● Given instruction:
Copy the records below, substituting "marker" for every "pin" and changing nothing else.

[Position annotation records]
^^^^^^^^

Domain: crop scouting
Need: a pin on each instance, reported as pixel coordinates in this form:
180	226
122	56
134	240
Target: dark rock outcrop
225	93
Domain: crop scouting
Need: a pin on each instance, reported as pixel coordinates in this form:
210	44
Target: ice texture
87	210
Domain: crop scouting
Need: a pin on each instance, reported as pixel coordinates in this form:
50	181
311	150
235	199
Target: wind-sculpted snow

^^^^^^^^

● Answer to this exercise:
Domain: crop scouting
Need: a marker on each instance, reported as pixel coordinates in this form:
180	226
122	56
134	240
Target: dark rock outcrop
225	93
Domain: crop scouting
Need: a marker on each instance, reported as pixel coordinates in this form:
210	44
Target: ice texture
87	210
Domain: crop scouting
Need: a marker on each instance, reported as pixel coordinates in this form:
50	181
311	150
235	199
Target: wind-sculpted snow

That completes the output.